Output, word for word, the stretch of the diary entry below from "Then dad suggested" through "it was done.".

== SUPPLIED PASSAGE ==
§

Don't forget that your family is gold
Started: Sunday, December 22, 2002 00:42
Finished: Sunday, December 22, 2002 03:10
this song has never been truer for me.
But I still get the blues
Everyone's a stranger
City life can get to you
People can be so cold
Never want to turn your back
Just givin to get something
Always wanting something back
When I get lonely and I need to be
Loved for who I am
Not what they want to see
Brothers and sisters
They've always been there for me
We have a connection
Home is where the heart should be
This morning, I was the last to wake up. (Well, given that I was the last to sleep, that shouldn't be a huge surprise.)
bouncing had situated himself in a corner in mom's dining room.
He showed us his recently acquired Zaurus (since I had seen Zan Lynx's on previous occassions, nothing in it came as a huge surprise to me, but it was still cool).
Then we met up with dad, and went to brunch at the Walnut Cafe. The 4 of us, doing something together, for the first time in ages. (6 months ago, to be exact.)
Afterward, with afternoon quickly upon us, the other 3 contemplated a hike. I badly would have wanted to join them, but with work approaching at 1530, it was virtually out of the question.
Then dad suggested we take a walk along the Boulder Creek bike trail. Leave my car at the king soopers, which is a block away, and then drive mom's car up past the library and walk from there. I could divert to the king soopers in time to get to my shift, and the rest of them could head back. This sounded like a most worthy plan, and so it was done.
Dad brought his digital camera along and took photos, during which I tried out a few "artistic" poses. They came out rather well. (Hmmmm... Maybe I should see if I could grab a copy of one or two of them from his iMac to post here. But he's asleep at the moment.)
Then, work. *sigh*
If there was ever a time I seriously thought it would be a good idea to disappear from the deli job, never to return again (which is exactly what as several people they previously attempted to hire did), today was it. But, for better or worse, my pseudo-puritan work ethic brought me back. (Combined with the knowledge that jobs are not exactly plentiful these days, and I'm still a few thousand dollars in debt on my car.)
Hmmm... Work today. Well, as far as grocery store deli shifts go, it was fairly non-busy. At one point, I was again reminded that despite a lot of the crap that happens, there are some really good people around me.
A guy (I don't know him) who formerly worked in the deli stopped by to say hi to his old coworkers and hang out for a while. He has since moved on to a job delivering milk to people's houses every day.

§

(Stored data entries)
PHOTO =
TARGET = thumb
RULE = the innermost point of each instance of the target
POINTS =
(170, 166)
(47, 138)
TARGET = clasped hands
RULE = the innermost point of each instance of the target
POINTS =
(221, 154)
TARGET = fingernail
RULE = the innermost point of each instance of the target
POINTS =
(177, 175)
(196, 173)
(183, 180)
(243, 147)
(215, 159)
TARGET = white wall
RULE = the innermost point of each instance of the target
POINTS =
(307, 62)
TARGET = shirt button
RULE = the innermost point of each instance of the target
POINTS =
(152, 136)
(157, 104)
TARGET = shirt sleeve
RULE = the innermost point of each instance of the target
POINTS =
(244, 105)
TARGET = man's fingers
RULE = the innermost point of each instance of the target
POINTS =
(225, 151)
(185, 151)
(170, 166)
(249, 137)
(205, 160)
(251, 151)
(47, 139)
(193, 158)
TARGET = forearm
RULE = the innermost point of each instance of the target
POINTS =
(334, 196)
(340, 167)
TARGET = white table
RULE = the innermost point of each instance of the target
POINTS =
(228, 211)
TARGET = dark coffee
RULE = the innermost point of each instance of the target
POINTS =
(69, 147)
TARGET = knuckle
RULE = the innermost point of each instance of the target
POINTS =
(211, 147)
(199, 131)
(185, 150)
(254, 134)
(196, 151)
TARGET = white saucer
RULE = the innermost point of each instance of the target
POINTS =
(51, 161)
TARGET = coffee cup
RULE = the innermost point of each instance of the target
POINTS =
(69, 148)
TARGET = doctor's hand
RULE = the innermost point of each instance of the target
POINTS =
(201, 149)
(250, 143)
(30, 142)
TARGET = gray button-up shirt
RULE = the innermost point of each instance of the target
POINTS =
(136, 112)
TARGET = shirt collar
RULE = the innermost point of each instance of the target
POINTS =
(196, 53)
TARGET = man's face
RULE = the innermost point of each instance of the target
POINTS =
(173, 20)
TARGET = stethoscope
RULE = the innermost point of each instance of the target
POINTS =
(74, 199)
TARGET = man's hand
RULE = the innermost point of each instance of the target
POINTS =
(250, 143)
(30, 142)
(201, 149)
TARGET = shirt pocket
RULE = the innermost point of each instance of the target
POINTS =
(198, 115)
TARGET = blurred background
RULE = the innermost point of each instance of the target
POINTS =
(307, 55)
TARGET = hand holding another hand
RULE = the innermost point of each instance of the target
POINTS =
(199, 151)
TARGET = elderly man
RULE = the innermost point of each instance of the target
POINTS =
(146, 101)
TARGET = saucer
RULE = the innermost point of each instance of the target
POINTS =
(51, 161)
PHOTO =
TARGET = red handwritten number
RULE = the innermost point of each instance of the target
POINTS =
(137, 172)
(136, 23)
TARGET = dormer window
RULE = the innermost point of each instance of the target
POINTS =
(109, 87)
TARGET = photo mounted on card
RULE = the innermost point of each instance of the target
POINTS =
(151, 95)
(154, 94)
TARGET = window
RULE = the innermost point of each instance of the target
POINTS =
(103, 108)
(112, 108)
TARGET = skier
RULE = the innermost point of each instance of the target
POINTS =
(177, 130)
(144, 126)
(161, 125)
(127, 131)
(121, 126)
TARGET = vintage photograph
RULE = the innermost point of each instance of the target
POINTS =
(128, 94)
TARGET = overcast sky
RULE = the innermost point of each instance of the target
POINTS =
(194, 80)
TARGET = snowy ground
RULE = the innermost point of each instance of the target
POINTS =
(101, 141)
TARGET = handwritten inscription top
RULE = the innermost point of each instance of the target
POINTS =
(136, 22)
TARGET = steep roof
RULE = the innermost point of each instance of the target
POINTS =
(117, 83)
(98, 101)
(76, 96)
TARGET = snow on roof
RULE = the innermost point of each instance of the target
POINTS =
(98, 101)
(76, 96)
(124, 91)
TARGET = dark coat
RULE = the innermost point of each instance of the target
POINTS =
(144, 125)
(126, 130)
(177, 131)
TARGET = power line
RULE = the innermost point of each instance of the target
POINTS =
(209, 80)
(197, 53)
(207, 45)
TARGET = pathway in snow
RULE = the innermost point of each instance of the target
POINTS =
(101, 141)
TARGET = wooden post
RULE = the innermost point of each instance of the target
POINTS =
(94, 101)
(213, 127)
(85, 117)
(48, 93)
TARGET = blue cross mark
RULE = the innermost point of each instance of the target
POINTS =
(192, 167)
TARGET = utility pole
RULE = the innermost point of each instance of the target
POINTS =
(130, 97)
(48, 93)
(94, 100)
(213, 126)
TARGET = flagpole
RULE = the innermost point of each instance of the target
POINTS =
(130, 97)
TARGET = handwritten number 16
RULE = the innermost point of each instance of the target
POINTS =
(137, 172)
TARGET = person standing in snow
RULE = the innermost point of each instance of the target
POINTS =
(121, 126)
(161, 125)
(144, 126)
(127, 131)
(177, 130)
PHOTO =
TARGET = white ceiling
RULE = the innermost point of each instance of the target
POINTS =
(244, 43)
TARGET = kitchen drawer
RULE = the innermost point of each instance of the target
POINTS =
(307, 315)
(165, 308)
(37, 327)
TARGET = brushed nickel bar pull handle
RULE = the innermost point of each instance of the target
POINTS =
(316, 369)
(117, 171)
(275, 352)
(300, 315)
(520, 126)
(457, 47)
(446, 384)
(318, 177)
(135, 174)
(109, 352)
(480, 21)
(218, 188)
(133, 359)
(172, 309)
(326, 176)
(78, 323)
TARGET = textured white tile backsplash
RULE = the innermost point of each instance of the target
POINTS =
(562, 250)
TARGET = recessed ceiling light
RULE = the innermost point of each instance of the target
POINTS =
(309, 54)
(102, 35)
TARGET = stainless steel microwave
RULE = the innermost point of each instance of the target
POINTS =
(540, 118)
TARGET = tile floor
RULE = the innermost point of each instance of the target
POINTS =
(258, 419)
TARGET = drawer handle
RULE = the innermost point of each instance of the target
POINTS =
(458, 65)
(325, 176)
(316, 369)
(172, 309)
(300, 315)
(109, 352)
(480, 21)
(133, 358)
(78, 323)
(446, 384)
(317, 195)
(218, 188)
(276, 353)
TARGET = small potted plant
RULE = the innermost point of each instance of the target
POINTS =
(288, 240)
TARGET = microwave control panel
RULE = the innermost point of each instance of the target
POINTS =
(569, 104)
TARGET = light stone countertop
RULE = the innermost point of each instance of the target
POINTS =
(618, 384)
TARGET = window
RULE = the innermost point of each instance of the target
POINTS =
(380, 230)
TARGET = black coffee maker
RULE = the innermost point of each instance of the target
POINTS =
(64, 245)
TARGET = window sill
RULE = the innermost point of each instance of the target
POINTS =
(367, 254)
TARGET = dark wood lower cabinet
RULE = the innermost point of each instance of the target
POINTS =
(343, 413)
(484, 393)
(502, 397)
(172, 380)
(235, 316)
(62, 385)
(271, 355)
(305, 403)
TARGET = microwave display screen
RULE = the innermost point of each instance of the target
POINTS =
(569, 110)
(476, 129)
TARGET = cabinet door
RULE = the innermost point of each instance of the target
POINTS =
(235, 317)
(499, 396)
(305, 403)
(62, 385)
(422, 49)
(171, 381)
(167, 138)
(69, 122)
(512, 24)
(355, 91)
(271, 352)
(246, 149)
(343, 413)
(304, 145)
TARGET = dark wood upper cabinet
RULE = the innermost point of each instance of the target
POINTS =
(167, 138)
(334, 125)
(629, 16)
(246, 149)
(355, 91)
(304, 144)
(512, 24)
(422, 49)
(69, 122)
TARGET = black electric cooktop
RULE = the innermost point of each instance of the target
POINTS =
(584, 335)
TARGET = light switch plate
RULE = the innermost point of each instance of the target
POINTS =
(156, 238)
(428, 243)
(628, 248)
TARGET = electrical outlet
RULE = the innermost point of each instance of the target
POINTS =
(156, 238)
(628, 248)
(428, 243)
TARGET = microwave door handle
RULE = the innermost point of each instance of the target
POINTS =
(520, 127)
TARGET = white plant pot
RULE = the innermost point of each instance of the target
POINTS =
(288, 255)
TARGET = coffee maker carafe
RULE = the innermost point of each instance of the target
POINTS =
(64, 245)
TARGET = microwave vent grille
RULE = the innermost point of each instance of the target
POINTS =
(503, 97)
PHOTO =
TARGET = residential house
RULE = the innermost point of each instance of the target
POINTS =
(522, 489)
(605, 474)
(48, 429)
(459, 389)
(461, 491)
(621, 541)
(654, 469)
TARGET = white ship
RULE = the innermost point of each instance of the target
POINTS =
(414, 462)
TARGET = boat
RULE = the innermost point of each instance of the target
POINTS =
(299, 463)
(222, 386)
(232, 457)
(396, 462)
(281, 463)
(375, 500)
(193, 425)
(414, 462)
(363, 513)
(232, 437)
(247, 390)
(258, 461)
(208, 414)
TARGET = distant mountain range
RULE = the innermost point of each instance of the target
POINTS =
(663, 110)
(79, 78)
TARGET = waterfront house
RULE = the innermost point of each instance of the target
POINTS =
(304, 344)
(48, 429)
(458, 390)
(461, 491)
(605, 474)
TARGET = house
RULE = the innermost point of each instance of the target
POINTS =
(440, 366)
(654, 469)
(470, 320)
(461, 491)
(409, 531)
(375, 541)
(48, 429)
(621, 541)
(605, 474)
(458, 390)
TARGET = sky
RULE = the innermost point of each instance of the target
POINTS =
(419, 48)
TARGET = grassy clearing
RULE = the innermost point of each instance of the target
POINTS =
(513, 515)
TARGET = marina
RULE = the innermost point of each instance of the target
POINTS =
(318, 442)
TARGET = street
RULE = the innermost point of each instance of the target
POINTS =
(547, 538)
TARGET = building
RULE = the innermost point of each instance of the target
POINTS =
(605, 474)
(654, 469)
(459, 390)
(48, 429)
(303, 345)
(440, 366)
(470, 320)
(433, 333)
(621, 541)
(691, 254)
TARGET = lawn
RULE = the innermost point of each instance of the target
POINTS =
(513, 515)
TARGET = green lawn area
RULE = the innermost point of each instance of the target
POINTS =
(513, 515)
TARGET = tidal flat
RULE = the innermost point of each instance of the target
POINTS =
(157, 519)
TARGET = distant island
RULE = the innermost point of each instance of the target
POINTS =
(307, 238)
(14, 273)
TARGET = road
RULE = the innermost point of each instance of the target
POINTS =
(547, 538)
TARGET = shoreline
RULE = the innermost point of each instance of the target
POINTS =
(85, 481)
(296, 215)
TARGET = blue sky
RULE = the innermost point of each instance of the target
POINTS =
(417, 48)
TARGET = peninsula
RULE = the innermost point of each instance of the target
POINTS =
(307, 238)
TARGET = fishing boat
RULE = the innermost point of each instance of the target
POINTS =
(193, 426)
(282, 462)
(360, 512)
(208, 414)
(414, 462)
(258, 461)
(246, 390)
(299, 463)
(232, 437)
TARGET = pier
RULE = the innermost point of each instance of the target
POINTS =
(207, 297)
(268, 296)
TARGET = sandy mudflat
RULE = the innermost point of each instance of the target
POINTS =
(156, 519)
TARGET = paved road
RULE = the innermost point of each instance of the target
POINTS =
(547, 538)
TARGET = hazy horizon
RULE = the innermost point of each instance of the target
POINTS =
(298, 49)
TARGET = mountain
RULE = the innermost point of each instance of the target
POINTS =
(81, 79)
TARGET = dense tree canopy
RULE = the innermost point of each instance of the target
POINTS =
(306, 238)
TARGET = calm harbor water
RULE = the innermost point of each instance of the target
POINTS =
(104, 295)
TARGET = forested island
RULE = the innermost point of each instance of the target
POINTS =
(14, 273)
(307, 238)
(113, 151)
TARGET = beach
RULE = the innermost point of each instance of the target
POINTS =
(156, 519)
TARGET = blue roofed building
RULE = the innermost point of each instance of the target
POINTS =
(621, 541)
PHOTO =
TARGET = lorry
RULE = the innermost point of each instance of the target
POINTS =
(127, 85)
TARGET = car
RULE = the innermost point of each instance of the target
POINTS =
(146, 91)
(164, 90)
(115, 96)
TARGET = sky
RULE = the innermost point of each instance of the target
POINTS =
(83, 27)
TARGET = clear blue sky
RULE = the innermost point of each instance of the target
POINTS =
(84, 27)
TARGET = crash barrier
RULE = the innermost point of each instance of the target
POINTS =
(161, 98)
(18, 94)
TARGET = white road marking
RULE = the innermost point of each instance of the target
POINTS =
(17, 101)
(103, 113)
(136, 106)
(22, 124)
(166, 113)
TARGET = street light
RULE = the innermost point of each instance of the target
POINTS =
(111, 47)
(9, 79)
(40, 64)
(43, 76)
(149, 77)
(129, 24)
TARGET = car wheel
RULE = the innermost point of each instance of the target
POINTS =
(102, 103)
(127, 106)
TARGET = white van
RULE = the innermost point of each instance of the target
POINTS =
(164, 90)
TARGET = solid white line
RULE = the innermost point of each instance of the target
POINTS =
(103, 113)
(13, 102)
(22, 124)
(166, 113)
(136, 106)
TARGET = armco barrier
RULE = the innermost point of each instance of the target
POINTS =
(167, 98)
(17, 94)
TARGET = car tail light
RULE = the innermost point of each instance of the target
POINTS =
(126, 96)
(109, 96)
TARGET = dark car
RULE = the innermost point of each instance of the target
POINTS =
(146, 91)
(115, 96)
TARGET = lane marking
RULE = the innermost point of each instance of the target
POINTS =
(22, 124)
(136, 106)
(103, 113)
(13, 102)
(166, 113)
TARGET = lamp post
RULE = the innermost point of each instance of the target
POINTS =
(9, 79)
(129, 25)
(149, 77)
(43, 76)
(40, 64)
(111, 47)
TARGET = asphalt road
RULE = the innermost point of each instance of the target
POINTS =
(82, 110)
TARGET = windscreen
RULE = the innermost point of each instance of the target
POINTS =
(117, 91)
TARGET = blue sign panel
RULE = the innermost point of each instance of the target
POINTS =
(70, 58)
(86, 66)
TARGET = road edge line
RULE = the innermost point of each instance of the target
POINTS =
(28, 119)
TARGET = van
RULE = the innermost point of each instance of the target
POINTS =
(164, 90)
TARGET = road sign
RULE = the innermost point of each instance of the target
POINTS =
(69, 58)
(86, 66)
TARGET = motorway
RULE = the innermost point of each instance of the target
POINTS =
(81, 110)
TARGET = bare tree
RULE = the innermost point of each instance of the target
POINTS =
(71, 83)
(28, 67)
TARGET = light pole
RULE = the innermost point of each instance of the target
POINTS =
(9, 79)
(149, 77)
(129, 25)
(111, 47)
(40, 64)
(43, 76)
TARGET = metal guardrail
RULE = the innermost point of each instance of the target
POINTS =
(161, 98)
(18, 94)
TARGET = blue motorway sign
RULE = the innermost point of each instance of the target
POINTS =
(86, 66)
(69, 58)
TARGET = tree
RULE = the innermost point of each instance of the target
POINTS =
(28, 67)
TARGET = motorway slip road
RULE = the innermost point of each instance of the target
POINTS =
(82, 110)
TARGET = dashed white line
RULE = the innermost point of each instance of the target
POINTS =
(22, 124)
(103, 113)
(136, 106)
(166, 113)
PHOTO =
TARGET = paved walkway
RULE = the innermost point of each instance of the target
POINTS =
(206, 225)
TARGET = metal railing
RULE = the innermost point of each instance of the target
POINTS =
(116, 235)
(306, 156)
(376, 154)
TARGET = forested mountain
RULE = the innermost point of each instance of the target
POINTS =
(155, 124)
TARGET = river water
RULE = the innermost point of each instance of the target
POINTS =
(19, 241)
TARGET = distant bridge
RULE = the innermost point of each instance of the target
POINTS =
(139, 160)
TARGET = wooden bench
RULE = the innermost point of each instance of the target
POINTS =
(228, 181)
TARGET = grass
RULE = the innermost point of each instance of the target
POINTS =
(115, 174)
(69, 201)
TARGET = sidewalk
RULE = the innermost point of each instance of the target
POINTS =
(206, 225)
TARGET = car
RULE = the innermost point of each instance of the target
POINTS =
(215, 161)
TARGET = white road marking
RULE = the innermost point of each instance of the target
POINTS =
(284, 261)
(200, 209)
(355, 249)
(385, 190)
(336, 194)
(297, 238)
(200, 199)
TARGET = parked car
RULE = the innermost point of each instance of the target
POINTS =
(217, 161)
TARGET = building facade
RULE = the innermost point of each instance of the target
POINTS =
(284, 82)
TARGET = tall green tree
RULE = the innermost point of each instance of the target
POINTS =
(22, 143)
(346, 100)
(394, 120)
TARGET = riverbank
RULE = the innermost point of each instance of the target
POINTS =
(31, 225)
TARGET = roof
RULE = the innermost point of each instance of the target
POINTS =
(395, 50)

§

== ANSWER FOR THE TASK ==
Then dad suggested we take a walk along the Boulder Creek bike trail. Leave my car at the king soopers, which is a block away, and then drive mom's car up past the library and walk from there. I could divert to the king soopers in time to get to my shift, and the rest of them could head back. This sounded like a most worthy plan, and so it was done.